__Your task__: Pick out every line in the items below that contains the word "dough", and copy each one.
[Start Supplied material]
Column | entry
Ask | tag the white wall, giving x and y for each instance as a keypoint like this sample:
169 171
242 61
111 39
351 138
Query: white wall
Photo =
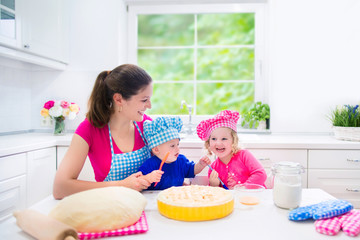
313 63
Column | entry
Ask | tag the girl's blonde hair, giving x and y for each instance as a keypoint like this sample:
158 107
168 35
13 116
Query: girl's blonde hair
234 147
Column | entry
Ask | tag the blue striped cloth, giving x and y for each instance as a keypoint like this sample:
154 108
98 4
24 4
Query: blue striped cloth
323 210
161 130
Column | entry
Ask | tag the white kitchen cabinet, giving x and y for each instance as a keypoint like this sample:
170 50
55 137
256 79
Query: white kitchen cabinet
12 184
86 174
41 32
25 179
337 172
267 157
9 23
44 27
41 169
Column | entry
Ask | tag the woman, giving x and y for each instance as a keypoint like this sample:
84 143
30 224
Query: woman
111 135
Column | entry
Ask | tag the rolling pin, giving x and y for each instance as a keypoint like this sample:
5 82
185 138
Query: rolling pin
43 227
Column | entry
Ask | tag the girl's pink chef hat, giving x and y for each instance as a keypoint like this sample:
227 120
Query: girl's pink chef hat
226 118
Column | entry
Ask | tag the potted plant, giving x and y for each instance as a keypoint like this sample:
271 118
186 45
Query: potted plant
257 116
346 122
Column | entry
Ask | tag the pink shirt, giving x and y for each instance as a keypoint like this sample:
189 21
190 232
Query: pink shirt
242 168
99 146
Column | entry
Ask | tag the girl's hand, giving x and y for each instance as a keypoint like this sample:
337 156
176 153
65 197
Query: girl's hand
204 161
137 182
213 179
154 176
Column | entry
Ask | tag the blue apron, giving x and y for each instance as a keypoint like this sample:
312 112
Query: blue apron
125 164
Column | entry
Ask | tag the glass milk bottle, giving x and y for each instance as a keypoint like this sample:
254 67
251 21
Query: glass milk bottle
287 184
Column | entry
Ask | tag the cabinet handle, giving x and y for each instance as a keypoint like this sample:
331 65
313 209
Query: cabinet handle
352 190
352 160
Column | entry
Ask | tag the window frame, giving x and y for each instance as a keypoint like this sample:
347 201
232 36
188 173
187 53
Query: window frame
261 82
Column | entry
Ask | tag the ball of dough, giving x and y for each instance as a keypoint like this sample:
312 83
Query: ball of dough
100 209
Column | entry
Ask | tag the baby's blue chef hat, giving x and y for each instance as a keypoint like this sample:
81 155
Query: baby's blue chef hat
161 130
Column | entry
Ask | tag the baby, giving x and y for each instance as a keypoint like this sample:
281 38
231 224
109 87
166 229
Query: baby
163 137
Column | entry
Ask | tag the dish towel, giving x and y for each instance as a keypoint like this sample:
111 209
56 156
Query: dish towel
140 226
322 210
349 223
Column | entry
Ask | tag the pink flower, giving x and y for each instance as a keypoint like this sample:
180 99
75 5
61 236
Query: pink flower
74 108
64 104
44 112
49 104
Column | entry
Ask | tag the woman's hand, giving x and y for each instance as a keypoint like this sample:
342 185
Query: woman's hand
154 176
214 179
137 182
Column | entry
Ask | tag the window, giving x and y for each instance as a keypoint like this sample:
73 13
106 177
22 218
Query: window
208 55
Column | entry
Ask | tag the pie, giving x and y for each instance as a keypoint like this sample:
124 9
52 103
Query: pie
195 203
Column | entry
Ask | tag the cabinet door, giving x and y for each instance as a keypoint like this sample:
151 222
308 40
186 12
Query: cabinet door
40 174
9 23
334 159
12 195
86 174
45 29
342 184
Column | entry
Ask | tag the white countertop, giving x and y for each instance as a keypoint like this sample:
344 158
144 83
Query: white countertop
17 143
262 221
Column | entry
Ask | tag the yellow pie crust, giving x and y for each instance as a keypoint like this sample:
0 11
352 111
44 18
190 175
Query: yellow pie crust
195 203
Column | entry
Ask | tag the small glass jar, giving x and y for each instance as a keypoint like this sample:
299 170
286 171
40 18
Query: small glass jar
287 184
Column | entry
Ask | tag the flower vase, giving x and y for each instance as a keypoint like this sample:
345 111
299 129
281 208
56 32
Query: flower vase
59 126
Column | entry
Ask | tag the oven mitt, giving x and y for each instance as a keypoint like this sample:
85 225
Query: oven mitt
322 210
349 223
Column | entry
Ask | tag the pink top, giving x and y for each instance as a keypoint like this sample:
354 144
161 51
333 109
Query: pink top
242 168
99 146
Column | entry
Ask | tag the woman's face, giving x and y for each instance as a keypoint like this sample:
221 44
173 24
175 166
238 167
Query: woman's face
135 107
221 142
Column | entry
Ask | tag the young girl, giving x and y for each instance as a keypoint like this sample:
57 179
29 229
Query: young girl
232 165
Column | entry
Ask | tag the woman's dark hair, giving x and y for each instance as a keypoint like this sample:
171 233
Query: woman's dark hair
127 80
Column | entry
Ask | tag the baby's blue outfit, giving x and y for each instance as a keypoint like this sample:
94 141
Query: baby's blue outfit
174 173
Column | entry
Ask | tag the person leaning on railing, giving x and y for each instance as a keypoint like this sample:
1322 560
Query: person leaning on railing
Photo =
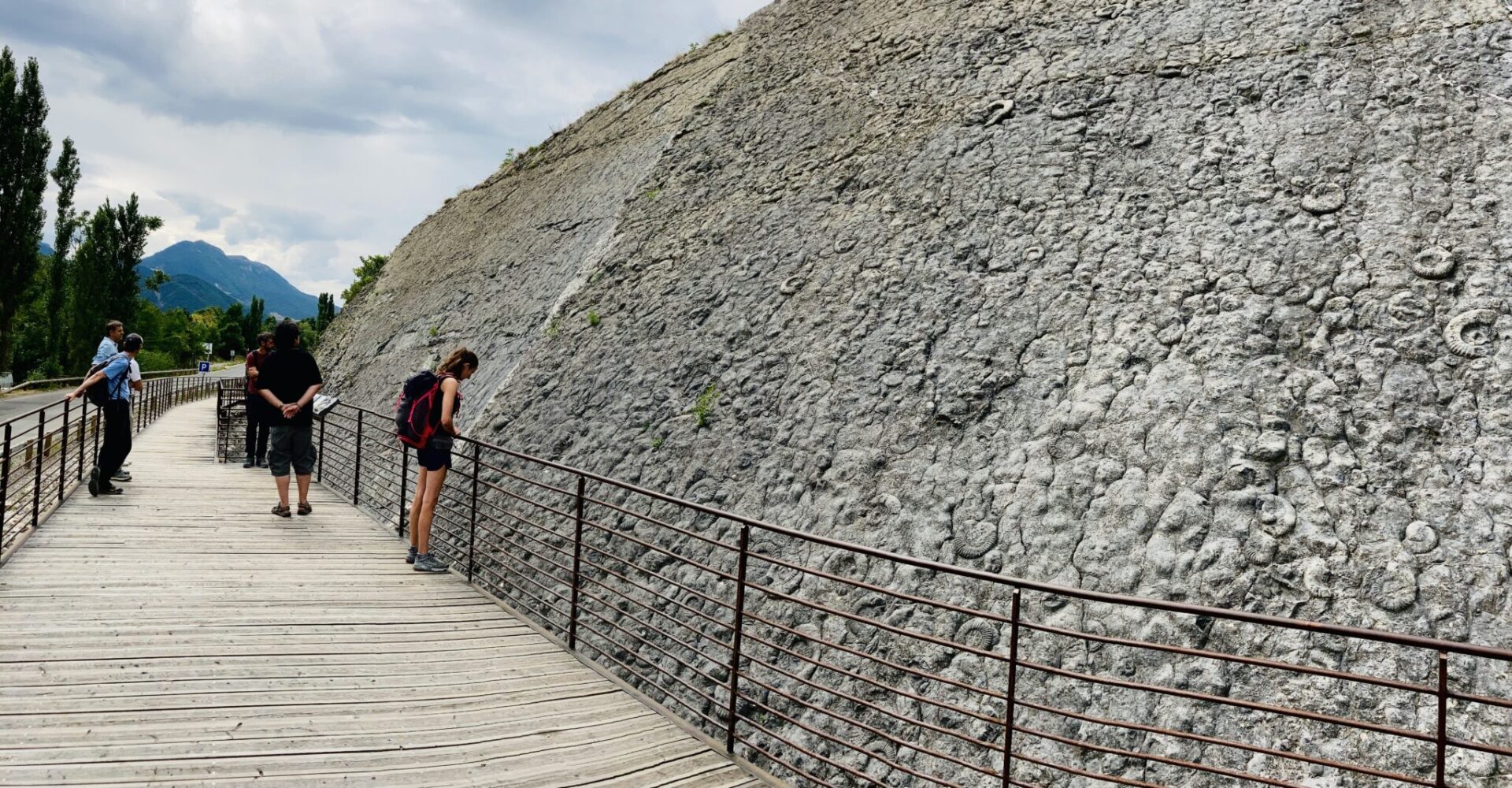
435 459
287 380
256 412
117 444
[End Supplied material]
__Worked solution__:
Ask | tag the ball of dough, giving x and y for each instance as a keypoint like this sample:
Query: ball of dough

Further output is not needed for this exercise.